§ **What is expected**: Gather all lines with "button" from the records.

§ **Data for this exercise**:
****

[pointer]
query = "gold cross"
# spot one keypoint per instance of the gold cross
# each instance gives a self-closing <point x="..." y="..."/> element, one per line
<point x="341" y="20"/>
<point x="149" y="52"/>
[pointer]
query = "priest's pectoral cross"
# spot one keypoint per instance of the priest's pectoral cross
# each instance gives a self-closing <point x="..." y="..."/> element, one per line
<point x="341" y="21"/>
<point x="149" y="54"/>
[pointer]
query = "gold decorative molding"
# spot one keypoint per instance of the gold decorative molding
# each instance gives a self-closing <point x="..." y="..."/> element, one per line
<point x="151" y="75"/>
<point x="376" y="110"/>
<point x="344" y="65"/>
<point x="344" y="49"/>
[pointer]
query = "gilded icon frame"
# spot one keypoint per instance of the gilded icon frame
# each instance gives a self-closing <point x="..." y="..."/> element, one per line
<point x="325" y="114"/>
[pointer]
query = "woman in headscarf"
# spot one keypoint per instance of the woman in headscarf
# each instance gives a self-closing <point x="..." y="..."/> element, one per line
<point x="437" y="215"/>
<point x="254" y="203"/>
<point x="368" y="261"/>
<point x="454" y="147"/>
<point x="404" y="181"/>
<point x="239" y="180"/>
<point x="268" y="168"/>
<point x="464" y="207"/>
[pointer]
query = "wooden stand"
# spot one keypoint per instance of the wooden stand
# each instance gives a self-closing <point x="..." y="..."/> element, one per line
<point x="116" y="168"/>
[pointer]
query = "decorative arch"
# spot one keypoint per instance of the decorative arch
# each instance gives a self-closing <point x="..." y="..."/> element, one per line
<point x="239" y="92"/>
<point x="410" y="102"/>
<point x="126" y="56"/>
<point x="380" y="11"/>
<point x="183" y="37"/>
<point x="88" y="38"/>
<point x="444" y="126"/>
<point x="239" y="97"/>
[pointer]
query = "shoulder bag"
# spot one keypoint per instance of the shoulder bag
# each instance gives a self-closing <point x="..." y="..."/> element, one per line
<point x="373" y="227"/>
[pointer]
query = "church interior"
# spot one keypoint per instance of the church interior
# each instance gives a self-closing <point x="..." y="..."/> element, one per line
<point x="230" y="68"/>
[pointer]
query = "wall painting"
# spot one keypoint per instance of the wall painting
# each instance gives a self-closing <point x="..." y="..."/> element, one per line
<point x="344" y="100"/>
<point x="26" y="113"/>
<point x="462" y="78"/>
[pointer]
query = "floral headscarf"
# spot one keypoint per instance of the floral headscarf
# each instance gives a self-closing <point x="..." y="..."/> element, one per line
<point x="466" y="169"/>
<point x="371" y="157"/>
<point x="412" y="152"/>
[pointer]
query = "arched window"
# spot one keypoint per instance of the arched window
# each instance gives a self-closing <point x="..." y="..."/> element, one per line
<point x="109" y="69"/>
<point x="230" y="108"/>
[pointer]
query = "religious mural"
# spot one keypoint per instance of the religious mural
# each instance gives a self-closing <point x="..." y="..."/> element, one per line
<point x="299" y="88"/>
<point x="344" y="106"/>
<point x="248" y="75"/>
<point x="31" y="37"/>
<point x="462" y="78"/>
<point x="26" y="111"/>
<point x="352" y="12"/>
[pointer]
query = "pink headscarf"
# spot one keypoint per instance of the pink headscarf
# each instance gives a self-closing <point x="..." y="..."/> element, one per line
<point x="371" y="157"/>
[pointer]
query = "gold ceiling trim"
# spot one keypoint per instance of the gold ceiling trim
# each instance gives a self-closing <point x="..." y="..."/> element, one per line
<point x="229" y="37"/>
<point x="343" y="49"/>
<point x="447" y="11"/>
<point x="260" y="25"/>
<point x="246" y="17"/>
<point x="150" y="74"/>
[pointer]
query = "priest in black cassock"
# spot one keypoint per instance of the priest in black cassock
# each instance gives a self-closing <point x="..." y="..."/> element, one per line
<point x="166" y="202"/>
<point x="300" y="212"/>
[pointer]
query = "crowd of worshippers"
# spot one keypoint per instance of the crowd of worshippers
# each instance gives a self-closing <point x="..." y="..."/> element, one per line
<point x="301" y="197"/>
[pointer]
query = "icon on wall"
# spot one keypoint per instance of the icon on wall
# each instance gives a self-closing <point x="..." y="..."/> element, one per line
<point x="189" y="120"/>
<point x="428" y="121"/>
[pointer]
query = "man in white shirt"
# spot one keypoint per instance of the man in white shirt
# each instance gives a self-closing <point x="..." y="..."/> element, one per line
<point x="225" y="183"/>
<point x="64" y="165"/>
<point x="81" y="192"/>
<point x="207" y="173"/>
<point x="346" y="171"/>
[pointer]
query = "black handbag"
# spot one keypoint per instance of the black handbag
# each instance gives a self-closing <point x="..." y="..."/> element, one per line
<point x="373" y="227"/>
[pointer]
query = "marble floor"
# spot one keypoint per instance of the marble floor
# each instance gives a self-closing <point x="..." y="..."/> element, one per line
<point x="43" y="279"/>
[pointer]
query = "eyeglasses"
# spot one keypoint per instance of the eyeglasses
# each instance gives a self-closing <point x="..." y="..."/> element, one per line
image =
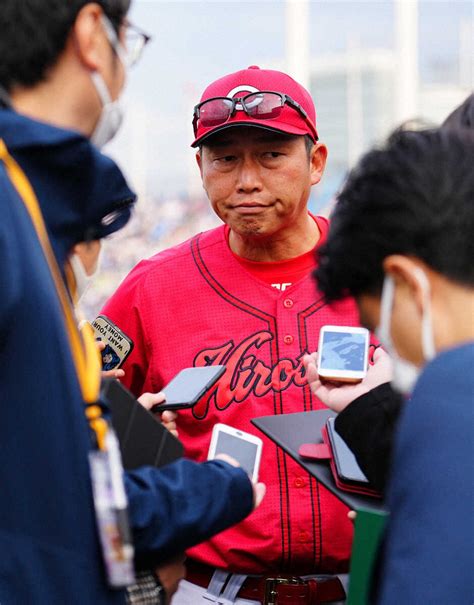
<point x="135" y="41"/>
<point x="261" y="105"/>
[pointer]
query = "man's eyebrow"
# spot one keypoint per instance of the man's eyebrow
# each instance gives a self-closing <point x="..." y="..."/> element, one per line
<point x="266" y="138"/>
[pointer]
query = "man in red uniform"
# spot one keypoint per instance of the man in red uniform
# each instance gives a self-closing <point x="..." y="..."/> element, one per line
<point x="242" y="295"/>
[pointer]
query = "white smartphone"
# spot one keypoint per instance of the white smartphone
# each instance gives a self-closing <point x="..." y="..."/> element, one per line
<point x="244" y="447"/>
<point x="343" y="353"/>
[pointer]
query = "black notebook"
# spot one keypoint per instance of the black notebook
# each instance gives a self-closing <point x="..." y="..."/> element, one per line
<point x="144" y="441"/>
<point x="290" y="431"/>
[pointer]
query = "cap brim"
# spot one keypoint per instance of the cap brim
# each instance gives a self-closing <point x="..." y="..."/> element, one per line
<point x="275" y="127"/>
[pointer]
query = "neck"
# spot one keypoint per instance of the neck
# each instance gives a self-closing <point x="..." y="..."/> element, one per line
<point x="453" y="317"/>
<point x="277" y="247"/>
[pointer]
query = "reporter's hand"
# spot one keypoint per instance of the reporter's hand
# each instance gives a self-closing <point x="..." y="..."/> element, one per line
<point x="259" y="489"/>
<point x="168" y="418"/>
<point x="339" y="396"/>
<point x="170" y="574"/>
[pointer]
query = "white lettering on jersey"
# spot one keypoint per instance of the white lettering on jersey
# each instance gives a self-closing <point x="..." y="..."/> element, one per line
<point x="282" y="286"/>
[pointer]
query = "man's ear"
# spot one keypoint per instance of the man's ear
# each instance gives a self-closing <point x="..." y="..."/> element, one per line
<point x="88" y="37"/>
<point x="318" y="157"/>
<point x="199" y="160"/>
<point x="406" y="271"/>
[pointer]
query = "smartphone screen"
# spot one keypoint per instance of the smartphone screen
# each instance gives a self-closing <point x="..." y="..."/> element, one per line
<point x="346" y="464"/>
<point x="188" y="386"/>
<point x="242" y="450"/>
<point x="343" y="351"/>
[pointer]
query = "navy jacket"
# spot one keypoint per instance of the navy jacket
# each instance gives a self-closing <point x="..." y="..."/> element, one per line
<point x="428" y="555"/>
<point x="48" y="540"/>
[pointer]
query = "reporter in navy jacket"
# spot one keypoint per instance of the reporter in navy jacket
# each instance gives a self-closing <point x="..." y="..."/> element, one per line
<point x="60" y="63"/>
<point x="401" y="243"/>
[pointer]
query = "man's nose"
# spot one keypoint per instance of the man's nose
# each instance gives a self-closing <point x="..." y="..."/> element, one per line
<point x="249" y="177"/>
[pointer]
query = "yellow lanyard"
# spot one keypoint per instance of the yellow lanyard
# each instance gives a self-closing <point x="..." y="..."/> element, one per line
<point x="84" y="350"/>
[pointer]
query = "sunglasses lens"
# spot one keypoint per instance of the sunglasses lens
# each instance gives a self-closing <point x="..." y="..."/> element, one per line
<point x="264" y="105"/>
<point x="215" y="112"/>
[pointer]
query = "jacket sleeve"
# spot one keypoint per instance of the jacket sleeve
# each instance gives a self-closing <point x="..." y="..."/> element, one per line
<point x="183" y="504"/>
<point x="367" y="425"/>
<point x="428" y="549"/>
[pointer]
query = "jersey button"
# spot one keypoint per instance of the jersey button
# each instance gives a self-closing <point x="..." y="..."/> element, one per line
<point x="299" y="482"/>
<point x="303" y="536"/>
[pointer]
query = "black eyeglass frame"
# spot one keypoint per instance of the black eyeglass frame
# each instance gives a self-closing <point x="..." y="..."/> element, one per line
<point x="286" y="100"/>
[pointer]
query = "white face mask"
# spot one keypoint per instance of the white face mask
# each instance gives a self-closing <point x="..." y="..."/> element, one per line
<point x="83" y="280"/>
<point x="111" y="116"/>
<point x="405" y="373"/>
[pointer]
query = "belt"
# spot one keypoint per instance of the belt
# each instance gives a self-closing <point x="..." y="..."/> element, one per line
<point x="278" y="589"/>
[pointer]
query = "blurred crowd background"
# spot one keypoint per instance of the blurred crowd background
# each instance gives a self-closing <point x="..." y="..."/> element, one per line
<point x="369" y="65"/>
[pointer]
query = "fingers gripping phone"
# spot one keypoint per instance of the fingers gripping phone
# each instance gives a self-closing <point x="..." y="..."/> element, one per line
<point x="244" y="447"/>
<point x="188" y="386"/>
<point x="118" y="345"/>
<point x="343" y="353"/>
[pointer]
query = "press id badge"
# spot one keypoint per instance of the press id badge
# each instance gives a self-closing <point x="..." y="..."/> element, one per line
<point x="110" y="503"/>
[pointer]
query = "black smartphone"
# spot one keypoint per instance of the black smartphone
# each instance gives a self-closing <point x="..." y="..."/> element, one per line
<point x="118" y="345"/>
<point x="188" y="386"/>
<point x="346" y="465"/>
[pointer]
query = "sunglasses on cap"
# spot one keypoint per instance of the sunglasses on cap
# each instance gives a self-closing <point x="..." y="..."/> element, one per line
<point x="261" y="105"/>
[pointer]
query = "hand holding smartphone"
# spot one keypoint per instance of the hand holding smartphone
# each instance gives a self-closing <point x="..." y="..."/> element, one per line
<point x="343" y="353"/>
<point x="244" y="447"/>
<point x="188" y="386"/>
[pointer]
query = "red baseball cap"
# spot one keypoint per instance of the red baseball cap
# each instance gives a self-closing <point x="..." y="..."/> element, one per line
<point x="253" y="79"/>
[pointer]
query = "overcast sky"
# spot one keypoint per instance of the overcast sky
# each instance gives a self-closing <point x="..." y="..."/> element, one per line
<point x="195" y="42"/>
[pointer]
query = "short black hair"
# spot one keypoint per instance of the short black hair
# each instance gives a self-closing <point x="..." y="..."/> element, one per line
<point x="34" y="33"/>
<point x="462" y="116"/>
<point x="414" y="197"/>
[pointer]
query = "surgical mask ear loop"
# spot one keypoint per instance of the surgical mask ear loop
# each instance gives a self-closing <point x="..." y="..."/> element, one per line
<point x="427" y="337"/>
<point x="405" y="373"/>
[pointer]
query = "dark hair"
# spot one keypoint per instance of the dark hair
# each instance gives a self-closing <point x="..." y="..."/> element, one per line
<point x="34" y="33"/>
<point x="462" y="116"/>
<point x="414" y="197"/>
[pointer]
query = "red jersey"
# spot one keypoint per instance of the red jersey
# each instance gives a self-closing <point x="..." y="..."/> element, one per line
<point x="195" y="305"/>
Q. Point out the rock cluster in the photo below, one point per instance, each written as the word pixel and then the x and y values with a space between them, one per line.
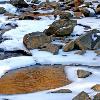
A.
pixel 33 79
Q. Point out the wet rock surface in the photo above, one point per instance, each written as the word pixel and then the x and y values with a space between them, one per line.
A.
pixel 82 96
pixel 97 96
pixel 33 79
pixel 62 91
pixel 96 87
pixel 83 73
pixel 61 27
pixel 32 41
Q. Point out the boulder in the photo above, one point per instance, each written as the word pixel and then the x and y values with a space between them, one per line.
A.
pixel 98 9
pixel 69 46
pixel 87 41
pixel 63 27
pixel 97 46
pixel 96 87
pixel 65 15
pixel 82 96
pixel 97 96
pixel 35 41
pixel 33 79
pixel 62 91
pixel 78 2
pixel 19 3
pixel 2 10
pixel 50 48
pixel 85 11
pixel 80 52
pixel 83 73
pixel 97 52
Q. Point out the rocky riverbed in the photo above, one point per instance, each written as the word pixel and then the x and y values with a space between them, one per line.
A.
pixel 49 49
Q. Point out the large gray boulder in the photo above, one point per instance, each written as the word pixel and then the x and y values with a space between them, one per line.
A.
pixel 19 3
pixel 89 41
pixel 82 96
pixel 63 27
pixel 83 73
pixel 33 41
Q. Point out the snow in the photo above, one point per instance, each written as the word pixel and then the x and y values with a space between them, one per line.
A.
pixel 15 62
pixel 9 8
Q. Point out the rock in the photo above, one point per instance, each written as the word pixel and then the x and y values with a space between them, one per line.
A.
pixel 96 87
pixel 97 52
pixel 97 46
pixel 85 11
pixel 83 73
pixel 82 96
pixel 63 27
pixel 62 91
pixel 98 9
pixel 80 52
pixel 35 41
pixel 65 15
pixel 87 42
pixel 2 10
pixel 33 79
pixel 97 96
pixel 19 3
pixel 78 2
pixel 69 46
pixel 50 48
pixel 78 14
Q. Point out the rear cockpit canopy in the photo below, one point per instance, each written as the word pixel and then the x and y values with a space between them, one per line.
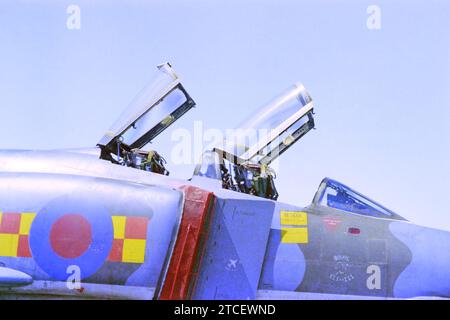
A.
pixel 336 195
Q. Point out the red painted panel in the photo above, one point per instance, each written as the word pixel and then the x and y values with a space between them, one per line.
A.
pixel 116 251
pixel 190 245
pixel 71 235
pixel 10 223
pixel 23 249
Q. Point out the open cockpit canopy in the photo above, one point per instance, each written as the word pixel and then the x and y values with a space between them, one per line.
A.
pixel 334 194
pixel 162 102
pixel 274 128
pixel 242 161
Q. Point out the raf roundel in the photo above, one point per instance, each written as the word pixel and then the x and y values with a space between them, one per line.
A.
pixel 68 232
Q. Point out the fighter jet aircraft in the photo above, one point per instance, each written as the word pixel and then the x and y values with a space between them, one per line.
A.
pixel 109 222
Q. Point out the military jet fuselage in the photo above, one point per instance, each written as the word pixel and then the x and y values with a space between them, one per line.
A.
pixel 110 222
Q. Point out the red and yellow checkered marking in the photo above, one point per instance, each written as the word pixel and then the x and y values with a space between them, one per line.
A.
pixel 130 236
pixel 14 231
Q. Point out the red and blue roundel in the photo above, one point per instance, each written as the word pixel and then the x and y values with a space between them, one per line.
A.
pixel 69 232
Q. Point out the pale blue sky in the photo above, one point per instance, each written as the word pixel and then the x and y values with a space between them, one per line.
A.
pixel 382 97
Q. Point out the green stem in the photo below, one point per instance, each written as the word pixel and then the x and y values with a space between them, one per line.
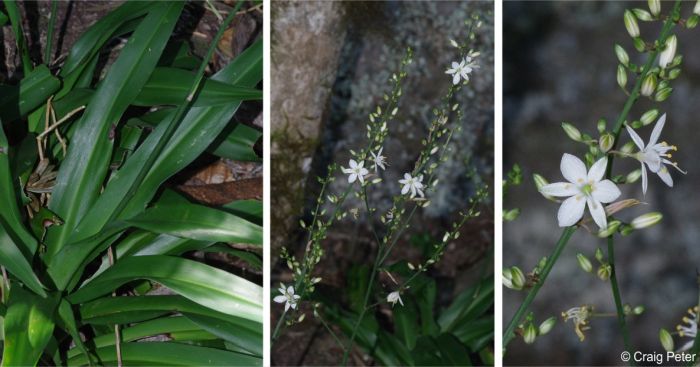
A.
pixel 634 95
pixel 509 334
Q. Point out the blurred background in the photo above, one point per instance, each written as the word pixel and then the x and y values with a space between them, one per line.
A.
pixel 331 62
pixel 559 65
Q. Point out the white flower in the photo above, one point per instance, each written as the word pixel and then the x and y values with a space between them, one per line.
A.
pixel 379 160
pixel 356 171
pixel 582 187
pixel 287 297
pixel 462 69
pixel 654 154
pixel 394 297
pixel 413 184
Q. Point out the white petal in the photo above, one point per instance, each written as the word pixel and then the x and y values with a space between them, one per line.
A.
pixel 597 170
pixel 560 189
pixel 635 138
pixel 598 213
pixel 665 176
pixel 606 191
pixel 573 168
pixel 656 133
pixel 571 211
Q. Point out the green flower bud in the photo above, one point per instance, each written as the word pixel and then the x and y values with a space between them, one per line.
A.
pixel 517 277
pixel 621 76
pixel 529 334
pixel 547 325
pixel 663 94
pixel 648 85
pixel 602 125
pixel 669 52
pixel 649 116
pixel 631 24
pixel 606 142
pixel 571 131
pixel 584 263
pixel 633 176
pixel 674 73
pixel 604 272
pixel 642 15
pixel 511 215
pixel 599 254
pixel 666 340
pixel 622 55
pixel 611 229
pixel 655 7
pixel 646 220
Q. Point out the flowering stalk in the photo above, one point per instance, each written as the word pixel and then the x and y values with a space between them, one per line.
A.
pixel 630 23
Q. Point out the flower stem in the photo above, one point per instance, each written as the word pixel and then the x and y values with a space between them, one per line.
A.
pixel 509 334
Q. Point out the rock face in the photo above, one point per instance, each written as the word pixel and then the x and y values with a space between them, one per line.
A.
pixel 305 46
pixel 560 66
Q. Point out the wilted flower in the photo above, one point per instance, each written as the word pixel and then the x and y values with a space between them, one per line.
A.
pixel 356 171
pixel 654 154
pixel 394 297
pixel 413 184
pixel 580 317
pixel 287 297
pixel 379 160
pixel 584 187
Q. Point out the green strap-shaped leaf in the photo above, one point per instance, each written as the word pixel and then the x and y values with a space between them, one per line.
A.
pixel 17 245
pixel 169 86
pixel 169 354
pixel 32 92
pixel 201 283
pixel 83 171
pixel 183 219
pixel 28 327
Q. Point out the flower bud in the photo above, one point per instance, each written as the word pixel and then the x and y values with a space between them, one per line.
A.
pixel 669 51
pixel 646 220
pixel 610 230
pixel 571 131
pixel 511 215
pixel 604 272
pixel 584 263
pixel 663 94
pixel 655 7
pixel 529 334
pixel 602 125
pixel 631 24
pixel 648 85
pixel 547 325
pixel 606 142
pixel 622 55
pixel 642 15
pixel 599 254
pixel 666 340
pixel 621 76
pixel 649 116
pixel 633 176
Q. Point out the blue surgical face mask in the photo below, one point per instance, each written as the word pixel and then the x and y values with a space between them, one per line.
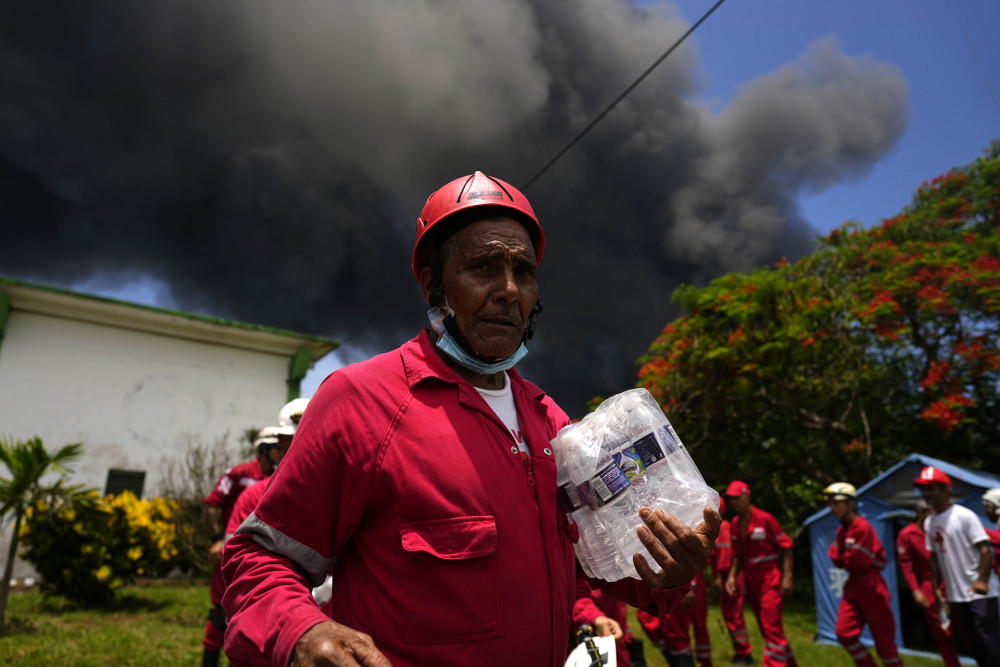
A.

****

§ **Task answer**:
query = "jersey button"
# spot one keypoint per instance of the jersey button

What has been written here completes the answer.